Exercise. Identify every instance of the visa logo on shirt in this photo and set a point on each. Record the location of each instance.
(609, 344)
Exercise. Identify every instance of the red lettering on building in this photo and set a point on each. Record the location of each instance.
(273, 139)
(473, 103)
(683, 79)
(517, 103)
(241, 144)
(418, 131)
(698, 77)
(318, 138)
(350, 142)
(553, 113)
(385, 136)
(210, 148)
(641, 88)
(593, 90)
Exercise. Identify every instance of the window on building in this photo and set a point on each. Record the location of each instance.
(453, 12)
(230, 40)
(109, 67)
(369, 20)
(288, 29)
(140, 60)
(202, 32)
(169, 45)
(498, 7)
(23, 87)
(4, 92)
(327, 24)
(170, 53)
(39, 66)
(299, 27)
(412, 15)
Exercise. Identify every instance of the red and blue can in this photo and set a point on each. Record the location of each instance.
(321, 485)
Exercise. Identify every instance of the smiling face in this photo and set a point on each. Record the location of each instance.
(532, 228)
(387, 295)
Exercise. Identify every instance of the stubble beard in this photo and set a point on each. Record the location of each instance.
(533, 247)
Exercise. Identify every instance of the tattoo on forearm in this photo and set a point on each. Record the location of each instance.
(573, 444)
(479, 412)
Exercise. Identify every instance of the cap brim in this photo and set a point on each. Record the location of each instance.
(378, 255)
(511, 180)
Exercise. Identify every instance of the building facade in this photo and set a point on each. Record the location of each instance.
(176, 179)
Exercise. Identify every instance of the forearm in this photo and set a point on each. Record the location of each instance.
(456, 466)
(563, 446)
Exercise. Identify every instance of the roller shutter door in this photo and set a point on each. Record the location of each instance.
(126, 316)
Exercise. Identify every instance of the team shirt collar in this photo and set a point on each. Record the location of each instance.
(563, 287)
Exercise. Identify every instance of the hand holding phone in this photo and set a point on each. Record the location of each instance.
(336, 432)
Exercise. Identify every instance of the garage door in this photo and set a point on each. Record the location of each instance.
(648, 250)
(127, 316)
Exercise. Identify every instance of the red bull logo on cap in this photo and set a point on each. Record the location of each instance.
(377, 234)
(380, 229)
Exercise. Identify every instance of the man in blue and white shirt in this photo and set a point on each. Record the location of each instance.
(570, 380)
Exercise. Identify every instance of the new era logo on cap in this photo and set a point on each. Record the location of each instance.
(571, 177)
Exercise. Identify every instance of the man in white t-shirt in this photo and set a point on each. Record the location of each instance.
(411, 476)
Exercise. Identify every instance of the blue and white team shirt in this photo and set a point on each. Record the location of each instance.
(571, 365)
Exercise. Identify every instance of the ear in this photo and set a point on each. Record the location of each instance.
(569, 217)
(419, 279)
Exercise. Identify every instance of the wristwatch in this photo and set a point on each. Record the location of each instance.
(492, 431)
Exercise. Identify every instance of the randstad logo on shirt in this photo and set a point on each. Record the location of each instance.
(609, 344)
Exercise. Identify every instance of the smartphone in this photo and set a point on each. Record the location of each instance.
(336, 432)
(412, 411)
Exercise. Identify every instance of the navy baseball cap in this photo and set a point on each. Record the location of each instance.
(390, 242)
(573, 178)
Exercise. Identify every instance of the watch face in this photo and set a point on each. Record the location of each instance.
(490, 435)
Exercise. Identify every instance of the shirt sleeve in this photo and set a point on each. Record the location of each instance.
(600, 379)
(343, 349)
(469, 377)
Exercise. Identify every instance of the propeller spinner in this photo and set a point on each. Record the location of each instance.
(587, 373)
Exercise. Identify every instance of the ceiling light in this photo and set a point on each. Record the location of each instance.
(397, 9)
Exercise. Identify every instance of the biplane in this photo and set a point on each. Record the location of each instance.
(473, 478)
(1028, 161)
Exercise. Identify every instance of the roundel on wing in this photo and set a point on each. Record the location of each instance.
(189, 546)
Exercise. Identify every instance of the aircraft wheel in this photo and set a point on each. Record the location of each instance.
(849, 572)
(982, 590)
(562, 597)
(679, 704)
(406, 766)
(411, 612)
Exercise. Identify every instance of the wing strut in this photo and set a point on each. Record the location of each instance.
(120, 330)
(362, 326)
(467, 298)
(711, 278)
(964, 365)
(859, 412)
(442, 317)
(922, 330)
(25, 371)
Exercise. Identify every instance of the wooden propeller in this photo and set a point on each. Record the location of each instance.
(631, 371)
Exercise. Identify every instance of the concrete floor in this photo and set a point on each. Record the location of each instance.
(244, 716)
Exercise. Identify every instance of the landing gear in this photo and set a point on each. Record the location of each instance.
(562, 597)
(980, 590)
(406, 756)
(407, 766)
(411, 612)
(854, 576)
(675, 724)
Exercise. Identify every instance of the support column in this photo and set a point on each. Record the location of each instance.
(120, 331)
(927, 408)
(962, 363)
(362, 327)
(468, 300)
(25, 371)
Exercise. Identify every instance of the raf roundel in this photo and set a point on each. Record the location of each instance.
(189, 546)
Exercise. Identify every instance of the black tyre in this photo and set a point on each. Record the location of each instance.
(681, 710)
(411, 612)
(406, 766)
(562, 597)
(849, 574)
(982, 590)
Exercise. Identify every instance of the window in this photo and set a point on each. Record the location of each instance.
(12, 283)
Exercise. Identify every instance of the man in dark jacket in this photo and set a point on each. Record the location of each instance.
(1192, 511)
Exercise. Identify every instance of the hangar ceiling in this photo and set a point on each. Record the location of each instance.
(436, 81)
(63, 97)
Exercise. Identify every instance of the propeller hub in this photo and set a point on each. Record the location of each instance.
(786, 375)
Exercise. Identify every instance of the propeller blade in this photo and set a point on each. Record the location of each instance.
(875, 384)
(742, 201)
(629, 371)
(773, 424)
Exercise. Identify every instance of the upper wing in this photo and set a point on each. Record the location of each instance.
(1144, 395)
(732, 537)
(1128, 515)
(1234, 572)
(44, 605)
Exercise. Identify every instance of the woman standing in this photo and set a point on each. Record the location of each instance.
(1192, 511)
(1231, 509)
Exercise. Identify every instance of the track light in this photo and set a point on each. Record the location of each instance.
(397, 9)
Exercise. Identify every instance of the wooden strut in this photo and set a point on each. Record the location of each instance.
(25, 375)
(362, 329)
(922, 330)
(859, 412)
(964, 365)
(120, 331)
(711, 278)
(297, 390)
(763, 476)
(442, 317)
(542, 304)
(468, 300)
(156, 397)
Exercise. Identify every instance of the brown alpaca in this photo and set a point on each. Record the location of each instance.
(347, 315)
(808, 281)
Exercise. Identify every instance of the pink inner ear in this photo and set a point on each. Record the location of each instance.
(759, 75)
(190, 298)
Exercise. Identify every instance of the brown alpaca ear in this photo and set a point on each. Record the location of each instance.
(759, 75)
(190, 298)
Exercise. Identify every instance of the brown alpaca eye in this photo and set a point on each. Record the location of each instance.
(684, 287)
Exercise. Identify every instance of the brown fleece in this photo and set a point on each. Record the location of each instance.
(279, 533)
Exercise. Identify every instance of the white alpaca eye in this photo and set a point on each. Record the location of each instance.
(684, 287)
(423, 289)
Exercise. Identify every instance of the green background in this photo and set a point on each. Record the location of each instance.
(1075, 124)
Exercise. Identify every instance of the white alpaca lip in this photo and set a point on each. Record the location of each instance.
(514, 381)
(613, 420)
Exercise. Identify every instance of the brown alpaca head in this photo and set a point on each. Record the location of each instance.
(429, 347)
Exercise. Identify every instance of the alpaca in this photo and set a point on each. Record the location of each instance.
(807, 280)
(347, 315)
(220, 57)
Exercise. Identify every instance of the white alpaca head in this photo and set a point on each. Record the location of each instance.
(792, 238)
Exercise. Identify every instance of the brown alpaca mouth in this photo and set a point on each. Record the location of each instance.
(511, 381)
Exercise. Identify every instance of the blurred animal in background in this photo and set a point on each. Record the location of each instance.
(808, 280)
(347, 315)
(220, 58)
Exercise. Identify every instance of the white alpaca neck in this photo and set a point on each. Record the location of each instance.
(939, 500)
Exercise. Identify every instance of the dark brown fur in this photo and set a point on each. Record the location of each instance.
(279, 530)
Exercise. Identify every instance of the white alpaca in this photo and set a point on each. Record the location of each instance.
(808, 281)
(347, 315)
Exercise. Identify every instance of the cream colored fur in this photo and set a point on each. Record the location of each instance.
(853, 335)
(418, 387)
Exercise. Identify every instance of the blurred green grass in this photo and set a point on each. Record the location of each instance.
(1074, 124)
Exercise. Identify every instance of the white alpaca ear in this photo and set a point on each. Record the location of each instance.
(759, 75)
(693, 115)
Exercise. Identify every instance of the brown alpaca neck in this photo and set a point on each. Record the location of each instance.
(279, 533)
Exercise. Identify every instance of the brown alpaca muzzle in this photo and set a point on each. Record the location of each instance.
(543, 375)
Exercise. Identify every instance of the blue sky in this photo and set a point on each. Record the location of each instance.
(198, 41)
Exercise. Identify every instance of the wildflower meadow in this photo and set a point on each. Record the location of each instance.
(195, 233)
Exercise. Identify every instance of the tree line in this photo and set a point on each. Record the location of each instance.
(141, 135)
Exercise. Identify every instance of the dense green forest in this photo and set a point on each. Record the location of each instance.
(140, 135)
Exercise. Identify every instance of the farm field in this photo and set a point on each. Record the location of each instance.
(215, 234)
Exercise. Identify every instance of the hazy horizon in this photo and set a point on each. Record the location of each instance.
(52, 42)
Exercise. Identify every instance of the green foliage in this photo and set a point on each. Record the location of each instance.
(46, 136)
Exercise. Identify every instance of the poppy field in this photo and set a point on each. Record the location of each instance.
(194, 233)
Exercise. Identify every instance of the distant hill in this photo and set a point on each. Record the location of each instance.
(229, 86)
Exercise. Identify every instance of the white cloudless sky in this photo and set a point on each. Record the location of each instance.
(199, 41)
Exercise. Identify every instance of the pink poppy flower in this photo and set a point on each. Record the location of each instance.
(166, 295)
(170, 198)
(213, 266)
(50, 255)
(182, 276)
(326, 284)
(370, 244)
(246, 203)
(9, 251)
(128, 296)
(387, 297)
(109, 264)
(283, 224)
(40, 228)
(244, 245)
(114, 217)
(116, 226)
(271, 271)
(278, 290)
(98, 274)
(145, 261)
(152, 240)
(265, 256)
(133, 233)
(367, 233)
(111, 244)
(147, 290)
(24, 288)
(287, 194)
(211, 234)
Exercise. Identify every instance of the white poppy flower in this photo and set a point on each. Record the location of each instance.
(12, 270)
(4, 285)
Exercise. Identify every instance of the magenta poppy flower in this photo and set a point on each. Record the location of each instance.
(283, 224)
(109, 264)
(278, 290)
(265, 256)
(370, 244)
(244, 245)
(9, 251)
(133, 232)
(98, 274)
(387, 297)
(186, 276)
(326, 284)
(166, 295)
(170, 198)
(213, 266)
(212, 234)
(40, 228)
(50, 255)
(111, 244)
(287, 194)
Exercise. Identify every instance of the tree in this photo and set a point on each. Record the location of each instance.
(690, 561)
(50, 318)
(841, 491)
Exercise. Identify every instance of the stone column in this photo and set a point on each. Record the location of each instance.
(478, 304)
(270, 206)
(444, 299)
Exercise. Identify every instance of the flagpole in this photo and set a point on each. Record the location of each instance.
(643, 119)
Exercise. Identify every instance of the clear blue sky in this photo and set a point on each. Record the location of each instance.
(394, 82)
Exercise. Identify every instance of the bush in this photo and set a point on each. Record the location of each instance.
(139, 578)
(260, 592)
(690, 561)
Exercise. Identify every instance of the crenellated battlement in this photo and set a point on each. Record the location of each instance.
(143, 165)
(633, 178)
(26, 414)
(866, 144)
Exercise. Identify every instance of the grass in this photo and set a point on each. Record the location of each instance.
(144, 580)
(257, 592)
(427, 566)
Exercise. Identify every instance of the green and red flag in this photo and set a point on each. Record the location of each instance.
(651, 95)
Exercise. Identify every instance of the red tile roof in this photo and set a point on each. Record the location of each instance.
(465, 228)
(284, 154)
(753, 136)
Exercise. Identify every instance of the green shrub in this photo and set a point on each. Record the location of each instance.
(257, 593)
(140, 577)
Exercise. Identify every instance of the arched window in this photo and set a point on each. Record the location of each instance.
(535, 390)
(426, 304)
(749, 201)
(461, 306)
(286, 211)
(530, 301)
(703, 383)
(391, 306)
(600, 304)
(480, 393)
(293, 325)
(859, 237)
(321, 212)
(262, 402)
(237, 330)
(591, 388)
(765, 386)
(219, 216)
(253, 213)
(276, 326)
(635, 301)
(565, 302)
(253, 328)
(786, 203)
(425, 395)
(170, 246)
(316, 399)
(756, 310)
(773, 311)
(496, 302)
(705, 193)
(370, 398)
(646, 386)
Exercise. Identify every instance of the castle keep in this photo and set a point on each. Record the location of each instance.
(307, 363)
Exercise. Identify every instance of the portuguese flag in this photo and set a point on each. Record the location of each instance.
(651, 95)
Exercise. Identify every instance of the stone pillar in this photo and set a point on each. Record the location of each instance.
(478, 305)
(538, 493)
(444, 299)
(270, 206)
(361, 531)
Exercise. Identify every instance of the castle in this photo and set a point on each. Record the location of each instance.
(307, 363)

-- Problem details --
Duplicate every line from the one containing "Exercise. Identify every instance of the cream" down to the one containing "(1074, 124)", both included, with nothing changed.

-- Solution --
Exercise. Identify every instance of the cream colored fur in this photo and set a point on each. Record the location of each instance.
(853, 335)
(418, 387)
Exercise. Identify every instance of the blurred green grass in this photo and set a point on each. Record the location of each instance.
(1074, 124)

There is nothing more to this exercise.